*REQUEST*.
Reproduce every line of the records below without changing anything.
* Begin MATERIAL *
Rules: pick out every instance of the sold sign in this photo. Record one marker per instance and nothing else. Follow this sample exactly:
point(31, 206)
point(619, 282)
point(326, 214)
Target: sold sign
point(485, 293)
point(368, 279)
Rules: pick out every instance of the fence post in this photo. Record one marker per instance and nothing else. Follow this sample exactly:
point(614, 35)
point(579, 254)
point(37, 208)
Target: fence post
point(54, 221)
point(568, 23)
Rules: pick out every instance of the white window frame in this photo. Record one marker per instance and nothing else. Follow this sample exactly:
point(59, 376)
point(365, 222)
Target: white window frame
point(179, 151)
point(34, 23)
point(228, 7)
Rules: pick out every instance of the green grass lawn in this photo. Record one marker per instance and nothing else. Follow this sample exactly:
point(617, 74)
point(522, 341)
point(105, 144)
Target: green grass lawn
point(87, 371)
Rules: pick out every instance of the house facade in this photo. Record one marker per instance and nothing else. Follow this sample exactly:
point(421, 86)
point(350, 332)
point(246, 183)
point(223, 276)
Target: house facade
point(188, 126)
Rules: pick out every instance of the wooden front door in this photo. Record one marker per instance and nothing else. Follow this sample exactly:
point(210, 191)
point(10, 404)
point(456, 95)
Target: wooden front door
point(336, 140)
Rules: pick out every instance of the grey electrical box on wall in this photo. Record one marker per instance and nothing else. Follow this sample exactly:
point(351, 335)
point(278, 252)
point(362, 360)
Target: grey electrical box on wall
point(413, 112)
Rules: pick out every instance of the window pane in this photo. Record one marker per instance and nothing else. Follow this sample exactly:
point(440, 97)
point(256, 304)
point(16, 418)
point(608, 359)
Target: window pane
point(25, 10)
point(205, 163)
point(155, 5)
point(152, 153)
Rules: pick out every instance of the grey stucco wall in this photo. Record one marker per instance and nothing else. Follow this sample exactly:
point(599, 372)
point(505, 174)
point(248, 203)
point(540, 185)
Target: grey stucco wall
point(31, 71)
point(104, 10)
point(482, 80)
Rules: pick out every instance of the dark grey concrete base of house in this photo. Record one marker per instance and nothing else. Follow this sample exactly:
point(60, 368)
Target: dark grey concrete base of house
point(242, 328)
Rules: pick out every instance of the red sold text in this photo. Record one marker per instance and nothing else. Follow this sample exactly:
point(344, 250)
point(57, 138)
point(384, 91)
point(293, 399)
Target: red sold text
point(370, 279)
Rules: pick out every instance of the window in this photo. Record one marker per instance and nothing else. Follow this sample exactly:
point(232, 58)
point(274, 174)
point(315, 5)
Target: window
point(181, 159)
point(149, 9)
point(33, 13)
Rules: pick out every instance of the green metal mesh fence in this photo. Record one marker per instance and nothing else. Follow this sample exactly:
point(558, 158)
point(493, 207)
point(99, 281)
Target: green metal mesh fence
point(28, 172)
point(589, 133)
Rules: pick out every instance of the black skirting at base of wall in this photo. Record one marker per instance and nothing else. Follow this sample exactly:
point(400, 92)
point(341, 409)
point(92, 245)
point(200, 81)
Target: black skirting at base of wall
* End MATERIAL *
*FULL ANSWER*.
Rules: pick out every instance of the sold sign in this photo. Record one marker per instance and nothing else. Follow this sample exactly:
point(31, 206)
point(619, 282)
point(326, 214)
Target: sold sign
point(485, 293)
point(368, 279)
Rules: pick out every instance of the fence post in this photo. Record one marker per instance and nothing else. Follow this sample exactly:
point(614, 35)
point(579, 254)
point(37, 208)
Target: fence post
point(54, 221)
point(568, 23)
Rules: pick out every instance of the white window frame in this photo. Record one marker per instance and nothing else. Follow this sample exactly:
point(59, 376)
point(365, 222)
Target: white window frame
point(179, 151)
point(34, 23)
point(228, 7)
Rules: pick out every instance of the green grass lawn in this photo. Record one marker per instance and nothing else. Follow this sample exactly:
point(617, 74)
point(522, 341)
point(105, 144)
Target: green grass lawn
point(87, 371)
Rules: pick out every instance of the house facade in this photo. Record one marker per instance and nothing else. Follow this sample exactly:
point(421, 86)
point(350, 332)
point(246, 183)
point(223, 276)
Target: house facade
point(188, 126)
Rules: pick out every instance of the wooden front door in this photo. Record one marker per instance and nothing else. Follow this sample exactly:
point(210, 191)
point(10, 404)
point(456, 95)
Target: wooden front door
point(336, 140)
Rules: pick out every instance of the grey electrical box on wall in this photo. Record one marker per instance and nothing else. Follow this sample exactly:
point(351, 335)
point(278, 252)
point(362, 360)
Target: grey electrical box on wall
point(413, 112)
Rules: pick out every instance of the window pane in this photo. Record one marker per instance and nothing else. Follow this sample exactly:
point(440, 97)
point(256, 304)
point(16, 418)
point(608, 359)
Target: window pane
point(25, 10)
point(205, 163)
point(155, 5)
point(152, 153)
Rules: pick out every instance of the grey stucco wall in this photo. Record one marker per instance and nothing else. Follow this sample exactly:
point(599, 372)
point(505, 174)
point(248, 203)
point(540, 185)
Target: grey stucco wall
point(31, 71)
point(104, 10)
point(482, 80)
Rules: pick out every instance of the dark grey concrete base of house in this photo. Record one marker per instance and nothing else. Follow this sample exactly:
point(60, 368)
Target: dark grey concrete base of house
point(242, 328)
Rules: pick out every instance of the red sold text in this photo. Record one marker per instance and nothing else. Follow this sample exactly:
point(344, 250)
point(57, 138)
point(384, 91)
point(293, 399)
Target: red sold text
point(370, 279)
Rules: pick out every instance of the window in this photo. Record one marker per instance and nothing else. Follow this sample exactly:
point(232, 58)
point(274, 174)
point(315, 5)
Target: window
point(181, 159)
point(149, 9)
point(33, 13)
Rules: pick out every instance of the green metal mesh fence in this photo. Record one marker per instance and nothing else. Follow this sample exactly:
point(558, 158)
point(493, 207)
point(99, 281)
Target: green metal mesh fence
point(28, 172)
point(589, 133)
Rules: pick out every instance of the black skirting at base of wall in this photo. Record one marker per instance and nothing else. Follow this sample exactly:
point(400, 92)
point(341, 409)
point(92, 245)
point(200, 81)
Target: black skirting at base of wall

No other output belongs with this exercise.